▶ **Exercise**
Return every record below exactly as written, omitting any pictures.

▶ **Supplied records**
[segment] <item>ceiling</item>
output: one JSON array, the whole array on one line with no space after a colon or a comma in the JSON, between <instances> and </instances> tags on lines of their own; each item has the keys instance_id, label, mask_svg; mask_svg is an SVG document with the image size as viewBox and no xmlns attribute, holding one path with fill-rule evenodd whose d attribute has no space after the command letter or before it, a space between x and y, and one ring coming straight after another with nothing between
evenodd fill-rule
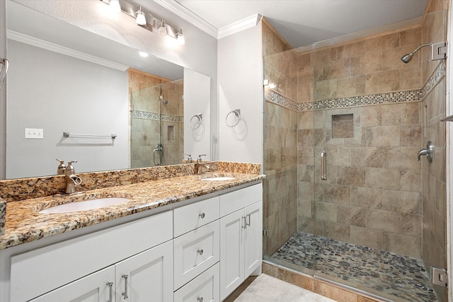
<instances>
[{"instance_id":1,"label":"ceiling","mask_svg":"<svg viewBox=\"0 0 453 302\"><path fill-rule=\"evenodd\" d=\"M294 48L422 16L428 3L428 0L173 1L217 30L259 13Z\"/></svg>"}]
</instances>

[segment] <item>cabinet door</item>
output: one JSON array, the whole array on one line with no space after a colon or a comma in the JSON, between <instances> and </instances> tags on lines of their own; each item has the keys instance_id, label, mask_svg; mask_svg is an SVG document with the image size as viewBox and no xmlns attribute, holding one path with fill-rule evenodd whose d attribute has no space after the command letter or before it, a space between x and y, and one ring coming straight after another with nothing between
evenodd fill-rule
<instances>
[{"instance_id":1,"label":"cabinet door","mask_svg":"<svg viewBox=\"0 0 453 302\"><path fill-rule=\"evenodd\" d=\"M245 214L244 274L247 278L263 262L263 202L247 207Z\"/></svg>"},{"instance_id":2,"label":"cabinet door","mask_svg":"<svg viewBox=\"0 0 453 302\"><path fill-rule=\"evenodd\" d=\"M220 219L220 300L244 280L243 209Z\"/></svg>"},{"instance_id":3,"label":"cabinet door","mask_svg":"<svg viewBox=\"0 0 453 302\"><path fill-rule=\"evenodd\" d=\"M31 301L113 302L113 282L115 282L115 267L112 265L34 298Z\"/></svg>"},{"instance_id":4,"label":"cabinet door","mask_svg":"<svg viewBox=\"0 0 453 302\"><path fill-rule=\"evenodd\" d=\"M115 266L117 301L173 301L171 240Z\"/></svg>"}]
</instances>

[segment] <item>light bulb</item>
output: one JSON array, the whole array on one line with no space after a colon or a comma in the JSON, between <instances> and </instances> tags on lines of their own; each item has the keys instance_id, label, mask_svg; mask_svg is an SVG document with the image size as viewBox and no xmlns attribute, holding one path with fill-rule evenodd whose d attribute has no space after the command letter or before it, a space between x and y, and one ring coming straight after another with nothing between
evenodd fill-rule
<instances>
[{"instance_id":1,"label":"light bulb","mask_svg":"<svg viewBox=\"0 0 453 302\"><path fill-rule=\"evenodd\" d=\"M108 7L110 11L114 13L119 13L121 11L121 6L120 6L120 0L110 0L110 4Z\"/></svg>"},{"instance_id":2,"label":"light bulb","mask_svg":"<svg viewBox=\"0 0 453 302\"><path fill-rule=\"evenodd\" d=\"M144 13L142 11L142 7L140 7L140 10L137 12L137 18L135 19L135 23L138 25L147 25L147 18L144 16Z\"/></svg>"},{"instance_id":3,"label":"light bulb","mask_svg":"<svg viewBox=\"0 0 453 302\"><path fill-rule=\"evenodd\" d=\"M162 19L161 26L159 28L158 33L159 35L165 35L167 34L167 29L165 28L165 21Z\"/></svg>"},{"instance_id":4,"label":"light bulb","mask_svg":"<svg viewBox=\"0 0 453 302\"><path fill-rule=\"evenodd\" d=\"M183 33L182 29L179 29L179 33L176 34L176 36L178 37L176 40L178 40L178 42L179 44L180 44L181 45L185 44L185 39L184 38L184 34Z\"/></svg>"}]
</instances>

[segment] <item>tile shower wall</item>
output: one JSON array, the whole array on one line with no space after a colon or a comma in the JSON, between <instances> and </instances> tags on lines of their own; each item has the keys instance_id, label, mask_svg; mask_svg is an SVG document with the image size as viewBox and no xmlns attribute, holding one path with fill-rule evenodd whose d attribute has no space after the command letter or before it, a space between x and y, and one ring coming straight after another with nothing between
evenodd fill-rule
<instances>
[{"instance_id":1,"label":"tile shower wall","mask_svg":"<svg viewBox=\"0 0 453 302\"><path fill-rule=\"evenodd\" d=\"M449 1L431 1L423 18L423 42L437 42L446 40L446 20ZM430 61L429 49L422 53L423 72L425 82L439 70L445 72L445 61ZM445 74L444 74L445 75ZM425 116L423 121L423 146L427 141L435 147L432 163L422 161L423 178L423 245L422 257L427 270L430 267L447 267L446 224L447 204L445 184L445 122L440 119L445 116L445 78L442 74L440 81L426 92L423 102ZM439 301L446 301L446 289L435 286Z\"/></svg>"},{"instance_id":2,"label":"tile shower wall","mask_svg":"<svg viewBox=\"0 0 453 302\"><path fill-rule=\"evenodd\" d=\"M280 91L295 97L291 77L295 70L295 56L282 52L291 49L265 20L263 25L263 49L267 79L279 79ZM283 52L286 54L287 52ZM269 56L270 55L270 56ZM297 113L272 102L265 105L264 228L265 250L272 255L297 229Z\"/></svg>"},{"instance_id":3,"label":"tile shower wall","mask_svg":"<svg viewBox=\"0 0 453 302\"><path fill-rule=\"evenodd\" d=\"M421 105L379 100L383 93L421 87L420 58L414 57L411 64L399 61L420 44L421 28L418 24L340 45L316 45L314 99L371 95L374 105L316 110L314 129L299 122L301 168L311 165L312 156L306 150L313 148L315 179L320 180L319 154L327 152L327 180L315 182L314 190L313 182L299 182L299 203L311 208L308 221L314 219L314 225L308 226L315 234L421 256L422 178L416 156L422 146ZM398 100L390 96L390 102ZM299 120L311 117L306 115L300 112ZM336 138L336 132L345 131L333 120L350 115L353 130L348 137ZM306 228L303 217L300 222Z\"/></svg>"}]
</instances>

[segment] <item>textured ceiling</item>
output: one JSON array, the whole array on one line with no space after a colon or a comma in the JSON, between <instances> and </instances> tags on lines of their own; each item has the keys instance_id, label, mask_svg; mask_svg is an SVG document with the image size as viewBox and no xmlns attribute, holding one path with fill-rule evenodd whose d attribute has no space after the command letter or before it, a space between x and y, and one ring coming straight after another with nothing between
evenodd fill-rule
<instances>
[{"instance_id":1,"label":"textured ceiling","mask_svg":"<svg viewBox=\"0 0 453 302\"><path fill-rule=\"evenodd\" d=\"M294 48L423 16L428 0L176 0L219 29L259 13Z\"/></svg>"}]
</instances>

▶ **Solution**
[segment] <item>ceiling</item>
output: one JSON array, the whole array on one line with no space after a colon or a comma in the JSON, between <instances> and </instances> tags on lines of their own; each item has the keys instance_id, label, mask_svg; mask_svg is an SVG document with the image size as viewBox and no xmlns attribute, holding one path with fill-rule evenodd whose d attribute has no space after the command letter or before it, a space between x and y, and one ring coming straight after another with nothing between
evenodd fill-rule
<instances>
[{"instance_id":1,"label":"ceiling","mask_svg":"<svg viewBox=\"0 0 453 302\"><path fill-rule=\"evenodd\" d=\"M294 48L422 16L428 3L428 0L173 1L217 30L259 13Z\"/></svg>"}]
</instances>

[segment] <item>cabinet door</item>
output: one JSON array, the whole array on one line with no space after a colon or a comma in the JSON, between <instances> and </instances> tags on lines of their own; each item has the keys instance_id, label, mask_svg; mask_svg is an SVG document with the image size as viewBox and no xmlns attribute, holding one path with fill-rule evenodd whose d attribute has no space after the command letter or before it, a space between x and y, and one ring coming straight after another with nothing between
evenodd fill-rule
<instances>
[{"instance_id":1,"label":"cabinet door","mask_svg":"<svg viewBox=\"0 0 453 302\"><path fill-rule=\"evenodd\" d=\"M245 214L244 274L247 278L263 262L263 202L247 207Z\"/></svg>"},{"instance_id":2,"label":"cabinet door","mask_svg":"<svg viewBox=\"0 0 453 302\"><path fill-rule=\"evenodd\" d=\"M220 219L220 300L244 280L243 209Z\"/></svg>"},{"instance_id":3,"label":"cabinet door","mask_svg":"<svg viewBox=\"0 0 453 302\"><path fill-rule=\"evenodd\" d=\"M31 301L113 302L113 282L115 282L115 267L112 265L34 298Z\"/></svg>"},{"instance_id":4,"label":"cabinet door","mask_svg":"<svg viewBox=\"0 0 453 302\"><path fill-rule=\"evenodd\" d=\"M115 266L117 301L173 301L171 240Z\"/></svg>"}]
</instances>

[segment] <item>light bulb</item>
output: one JSON array, the whole array on one line with no space after a colon or a comma in the JSON, between <instances> and </instances> tags on lines of their own; each item has the keys instance_id, label, mask_svg; mask_svg is an SVG document with the image size as viewBox and no xmlns attribute, holding one path with fill-rule evenodd whose d attribute has no space after the command letter or before it, a space between x and y, and one ring coming straight after another with nothing between
evenodd fill-rule
<instances>
[{"instance_id":1,"label":"light bulb","mask_svg":"<svg viewBox=\"0 0 453 302\"><path fill-rule=\"evenodd\" d=\"M108 7L110 11L114 13L119 13L121 11L121 6L120 6L120 0L110 0L110 4Z\"/></svg>"},{"instance_id":2,"label":"light bulb","mask_svg":"<svg viewBox=\"0 0 453 302\"><path fill-rule=\"evenodd\" d=\"M144 13L142 11L142 7L140 7L140 10L137 12L137 18L135 19L135 23L138 25L147 25L147 18L144 16Z\"/></svg>"},{"instance_id":3,"label":"light bulb","mask_svg":"<svg viewBox=\"0 0 453 302\"><path fill-rule=\"evenodd\" d=\"M162 19L161 26L159 28L158 33L159 35L165 35L167 34L167 29L165 28L165 21Z\"/></svg>"},{"instance_id":4,"label":"light bulb","mask_svg":"<svg viewBox=\"0 0 453 302\"><path fill-rule=\"evenodd\" d=\"M183 33L182 29L179 29L179 33L176 34L176 36L178 37L176 40L178 40L178 42L179 44L180 44L181 45L185 44L185 39L184 38L184 34Z\"/></svg>"}]
</instances>

[segment] <item>tile shower wall</item>
output: one JSON array, the whole array on one line with no space after a colon or a comma in the JSON, between <instances> and </instances> tags on lines of their own; each item has the keys instance_id, label, mask_svg; mask_svg is an SVG document with the image size as viewBox and no xmlns attribute, holding one path with fill-rule evenodd whose d attribute has no space after the command letter or before it, a space between x and y, and one ring coming straight after another with nothing between
evenodd fill-rule
<instances>
[{"instance_id":1,"label":"tile shower wall","mask_svg":"<svg viewBox=\"0 0 453 302\"><path fill-rule=\"evenodd\" d=\"M449 1L431 1L423 18L423 42L437 42L446 40L446 20ZM430 61L429 49L422 53L423 72L425 82L439 70L445 72L445 61ZM445 74L444 74L445 75ZM425 116L423 121L423 146L427 141L435 147L432 163L422 161L423 178L423 245L422 257L427 270L430 267L447 267L446 224L447 204L445 184L445 122L440 119L445 116L445 78L442 74L440 81L426 92L423 102ZM439 301L446 301L446 289L435 286Z\"/></svg>"},{"instance_id":2,"label":"tile shower wall","mask_svg":"<svg viewBox=\"0 0 453 302\"><path fill-rule=\"evenodd\" d=\"M280 91L295 97L291 77L295 70L295 56L282 52L291 49L265 20L263 25L263 49L267 79L279 79ZM283 52L286 54L287 52ZM269 56L270 55L270 56ZM297 113L272 102L265 105L264 228L265 250L272 255L297 229Z\"/></svg>"},{"instance_id":3,"label":"tile shower wall","mask_svg":"<svg viewBox=\"0 0 453 302\"><path fill-rule=\"evenodd\" d=\"M421 105L379 100L383 93L421 87L420 58L414 57L411 64L399 61L420 44L421 28L418 24L340 45L316 45L314 99L371 95L374 105L316 110L314 129L299 122L301 168L311 165L312 156L306 150L313 148L315 179L320 180L319 154L327 152L327 180L315 182L314 190L313 182L299 182L299 203L311 208L308 221L314 219L314 225L308 226L315 234L421 256L422 178L416 156L422 146ZM398 100L390 96L390 102ZM299 120L311 117L306 115L300 112ZM336 138L336 132L345 131L333 120L350 115L353 130L348 137ZM306 228L303 217L300 222Z\"/></svg>"}]
</instances>

[segment] <item>textured ceiling</item>
output: one JSON array, the whole array on one line with no space after a colon or a comma in the JSON, between <instances> and </instances> tags on lines of their own; each item has the keys instance_id, label, mask_svg; mask_svg is an SVG document with the image size as viewBox and no xmlns attribute, holding one path with fill-rule evenodd whose d attribute has no space after the command letter or before it, a space between x and y, and one ring coming straight after another with nothing between
evenodd fill-rule
<instances>
[{"instance_id":1,"label":"textured ceiling","mask_svg":"<svg viewBox=\"0 0 453 302\"><path fill-rule=\"evenodd\" d=\"M294 48L423 16L428 0L176 0L219 29L259 13Z\"/></svg>"}]
</instances>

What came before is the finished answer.